### Problem to work on
Rewrite the records below, changing "positive clicks" to "foreground clicks" wherever it appears and leaving everything else the same.

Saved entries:
......

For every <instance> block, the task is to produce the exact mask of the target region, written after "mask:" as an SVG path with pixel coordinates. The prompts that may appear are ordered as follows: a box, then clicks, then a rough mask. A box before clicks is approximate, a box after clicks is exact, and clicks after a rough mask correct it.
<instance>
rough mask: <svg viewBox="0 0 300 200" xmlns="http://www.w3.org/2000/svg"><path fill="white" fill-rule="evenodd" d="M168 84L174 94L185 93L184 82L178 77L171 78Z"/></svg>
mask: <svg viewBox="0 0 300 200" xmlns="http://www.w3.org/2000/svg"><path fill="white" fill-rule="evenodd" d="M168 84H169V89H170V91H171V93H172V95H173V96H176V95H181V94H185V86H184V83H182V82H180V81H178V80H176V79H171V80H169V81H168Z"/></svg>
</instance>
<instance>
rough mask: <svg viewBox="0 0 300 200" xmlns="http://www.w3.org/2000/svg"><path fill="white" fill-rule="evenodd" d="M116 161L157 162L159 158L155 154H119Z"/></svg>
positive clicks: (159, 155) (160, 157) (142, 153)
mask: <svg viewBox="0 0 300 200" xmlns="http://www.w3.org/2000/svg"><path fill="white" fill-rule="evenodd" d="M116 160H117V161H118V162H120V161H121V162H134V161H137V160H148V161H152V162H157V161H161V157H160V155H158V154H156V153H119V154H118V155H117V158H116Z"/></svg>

......

### Result of the exercise
For every <instance> block, the task is to produce the exact mask of the target region, written after "mask:" as an SVG path with pixel coordinates. The prompts that may appear are ordered as follows: a box, then clicks, then a rough mask. A box before clicks is approximate, a box after clicks is exact, and clicks after a rough mask correct it.
<instance>
rough mask: <svg viewBox="0 0 300 200" xmlns="http://www.w3.org/2000/svg"><path fill="white" fill-rule="evenodd" d="M168 84L174 94L185 93L184 82L178 77L171 78Z"/></svg>
mask: <svg viewBox="0 0 300 200" xmlns="http://www.w3.org/2000/svg"><path fill="white" fill-rule="evenodd" d="M168 84H169V89H170V91H171V93H172V95H173V96H176V95H181V94H185V86H184V83H182V82H180V81H178V80H176V79H171V80H169V81H168Z"/></svg>
</instance>
<instance>
rough mask: <svg viewBox="0 0 300 200" xmlns="http://www.w3.org/2000/svg"><path fill="white" fill-rule="evenodd" d="M116 161L157 162L159 158L155 154H119Z"/></svg>
foreground clicks: (159, 155) (160, 157) (142, 153)
mask: <svg viewBox="0 0 300 200" xmlns="http://www.w3.org/2000/svg"><path fill="white" fill-rule="evenodd" d="M116 160H117V161H118V162H120V161H121V162H134V161H137V160H148V161H152V162H157V161H161V157H160V155H158V154H156V153H119V154H118V155H117V158H116Z"/></svg>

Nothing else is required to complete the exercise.